• **EXERCISE**: According to the Dask arrays tutorial section, which organization provided the Texas electricity load dataset?

• **PAGE EXTRACT**:
***
# Section 2: Working with Dask Arrays

# Inspecting a Dask array
A dask.array called energy is provided for you. The array energy contains electricity load in kWh in Texas sampled every 15 minutes for the year 2000. This dataset was provided by ERCOT.

Your job is to determine the correct shape of the array energy and the total electricity (in kWh) consumed by Texas for the year 2000 (i.e., the sum of the electricity load). Remember to leverage both the .sum() and .compute() methods.

In [None]:
import h5py

filename = '../datasets/Texas/Texas/texas.2000.hdf5'

with h5py.File(filename, 'r') as f:
    # List all groups
    print("Keys: %s" % f.keys())
    a_group_key = list(f.keys())[0]

    # Get the data
    data = list(f[a_group_key])

import dask.array as da

energy = da.from_array(data, chunks=1000)
energy.sum().compute()

# Chunking a NumPy array
A NumPy array has been provided for you as energy. This is the electricity load in kWh for the state of Texas sampled every 15 minutes over the year 2000 (that's about 35 thousand samples).

Your job is to convert the NumPy array into a dask.array; the dask.array should have chunks whose sizes are 1/4 of the number of elements of the array energy. You will then inspect the chunk sizes of the Dask array. Finally, you'll compute the mean electricity load in kWh in two ways (using the dask.array and using the NumPy array) to compare the results.

In [None]:
import h5py
import numpy as np

filename = '../datasets/Texas/Texas/texas.2000.hdf5'

with h5py.File(filename, 'r') as f:
    # List all groups
    print("Keys: %s" % f.keys())
    a_group_key = list(f.keys())[0]

    # Get the data
    energy = np.array(f[a_group_key])

# Call da.from_array():  energy_dask
energy_dask = da.from_array(energy, chunks=len(energy)/4)

# Print energy_dask.chunks
print(energy_dask.chunks)

# Print Dask array average and then NumPy array average
print(energy_dask.mean().compute())
print(energy.mean())

# Timing Dask array computations
Your job now is to create two Dask arrays from energy using different chunksizes. You'll then measure the time required (in milliseconds) to compute the standard deviation of each Dask array.
***
Items from a labeling collection

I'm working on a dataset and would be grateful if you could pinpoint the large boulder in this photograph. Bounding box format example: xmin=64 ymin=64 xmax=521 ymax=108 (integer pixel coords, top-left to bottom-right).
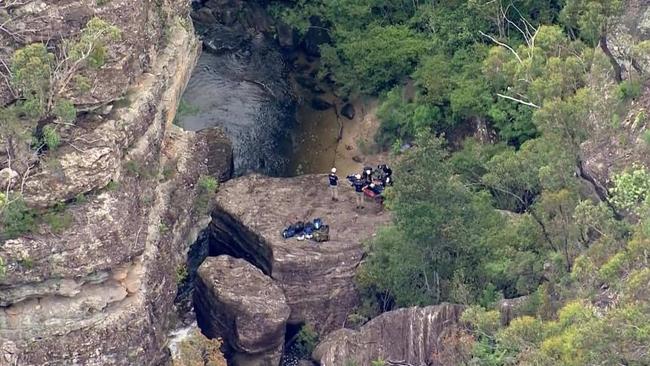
xmin=194 ymin=255 xmax=290 ymax=366
xmin=313 ymin=304 xmax=463 ymax=366
xmin=0 ymin=20 xmax=225 ymax=366
xmin=209 ymin=175 xmax=390 ymax=332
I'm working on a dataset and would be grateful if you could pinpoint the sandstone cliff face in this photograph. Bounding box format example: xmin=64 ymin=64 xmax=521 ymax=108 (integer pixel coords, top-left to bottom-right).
xmin=0 ymin=0 xmax=189 ymax=106
xmin=581 ymin=0 xmax=650 ymax=196
xmin=194 ymin=255 xmax=290 ymax=366
xmin=313 ymin=304 xmax=463 ymax=366
xmin=209 ymin=175 xmax=389 ymax=332
xmin=0 ymin=0 xmax=228 ymax=365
***
• **TASK ANSWER**: ERCOT